- _Records supplied_

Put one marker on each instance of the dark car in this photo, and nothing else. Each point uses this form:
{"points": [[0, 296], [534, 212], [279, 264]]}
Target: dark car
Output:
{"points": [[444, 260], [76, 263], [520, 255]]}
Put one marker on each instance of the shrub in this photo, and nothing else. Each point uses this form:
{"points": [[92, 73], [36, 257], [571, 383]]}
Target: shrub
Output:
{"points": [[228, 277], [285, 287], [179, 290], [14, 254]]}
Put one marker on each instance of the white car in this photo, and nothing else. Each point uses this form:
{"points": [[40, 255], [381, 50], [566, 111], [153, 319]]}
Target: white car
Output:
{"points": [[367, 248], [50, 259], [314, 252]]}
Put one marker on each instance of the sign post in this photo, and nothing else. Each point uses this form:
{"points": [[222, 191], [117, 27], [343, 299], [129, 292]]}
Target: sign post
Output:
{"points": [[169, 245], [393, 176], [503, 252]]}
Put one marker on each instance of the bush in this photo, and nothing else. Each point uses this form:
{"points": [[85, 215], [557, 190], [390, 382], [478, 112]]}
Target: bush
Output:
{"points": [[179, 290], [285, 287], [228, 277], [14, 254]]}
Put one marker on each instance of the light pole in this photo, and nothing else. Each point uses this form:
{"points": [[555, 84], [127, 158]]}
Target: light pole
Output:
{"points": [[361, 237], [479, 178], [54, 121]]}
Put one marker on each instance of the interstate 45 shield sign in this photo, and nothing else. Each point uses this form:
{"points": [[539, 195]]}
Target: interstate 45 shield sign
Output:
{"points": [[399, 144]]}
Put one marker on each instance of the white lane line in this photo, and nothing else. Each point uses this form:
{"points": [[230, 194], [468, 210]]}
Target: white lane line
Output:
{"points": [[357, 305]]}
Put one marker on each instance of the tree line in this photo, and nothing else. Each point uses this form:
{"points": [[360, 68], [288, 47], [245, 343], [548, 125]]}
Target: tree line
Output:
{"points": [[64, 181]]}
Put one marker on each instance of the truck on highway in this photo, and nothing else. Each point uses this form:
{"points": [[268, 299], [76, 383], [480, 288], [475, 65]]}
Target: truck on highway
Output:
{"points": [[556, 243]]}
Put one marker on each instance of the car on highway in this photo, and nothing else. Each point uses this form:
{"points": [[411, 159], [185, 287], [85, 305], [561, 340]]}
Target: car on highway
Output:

- _Task details_
Please substitute "dot" for "marker" everywhere in the data above, and repeat it with nothing else changed.

- _Reply_
Put one dot on each instance of the dark car in this photo, and nothing else. Each point uses this form:
{"points": [[0, 296], [534, 212], [279, 264]]}
Target: dark car
Output:
{"points": [[444, 260], [76, 263], [520, 255]]}
Put one dot on each instance of the shrub in this photo, and nothing else. Each point uses this form:
{"points": [[92, 73], [36, 257], [571, 383]]}
Target: shrub
Output:
{"points": [[228, 277], [285, 287], [179, 290], [14, 254]]}
Put one dot on each instance of the white car in this photo, and nothing else. Each point uses this form:
{"points": [[40, 255], [381, 50], [566, 111], [153, 319]]}
Target: white car
Output:
{"points": [[367, 248], [50, 259], [314, 252]]}
Put one dot on each instance of the sign post in this photo, and nothing else. Each point uses this form:
{"points": [[222, 191], [117, 27], [343, 299], [129, 292]]}
Target: sign post
Output:
{"points": [[169, 245], [393, 176], [503, 252]]}
Put one dot on each instance of the bush in this photo, and nothing else. Each point uses this form:
{"points": [[85, 215], [557, 190], [390, 382], [478, 112]]}
Target: bush
Output:
{"points": [[179, 290], [285, 287], [228, 277], [14, 254]]}
Put one dot on each instance of the light pole in this photo, and nothing else. Each point uses this form:
{"points": [[555, 84], [127, 158]]}
Target: light pole
Output:
{"points": [[361, 237], [479, 178], [54, 121]]}
Put one dot on each instance of the interstate 45 shield sign in this photo, and nothing else. Each point uses this form:
{"points": [[539, 195]]}
Target: interstate 45 shield sign
Output:
{"points": [[399, 144]]}
Put one dot on each instance of the white lane line in this photo, and nothing else. Each point uses this form:
{"points": [[230, 194], [468, 210]]}
Target: white lane line
Output:
{"points": [[357, 305]]}
Put one dot on each instance of the tree line in this photo, and nothing else. Each point uses this form:
{"points": [[360, 68], [288, 47], [245, 343], [548, 125]]}
Target: tree line
Output:
{"points": [[64, 181]]}
Put one dot on each instance of the truck on highway in this photo, and nothing else. Each point uses this form:
{"points": [[268, 299], [76, 383], [480, 288], [475, 65]]}
Target: truck on highway
Output:
{"points": [[556, 243]]}
Put one dot on each instance of the car on highway in this photo, and nothing else. Each point uses this form:
{"points": [[411, 159], [185, 287], [85, 305], [561, 340]]}
Target: car on highway
Output:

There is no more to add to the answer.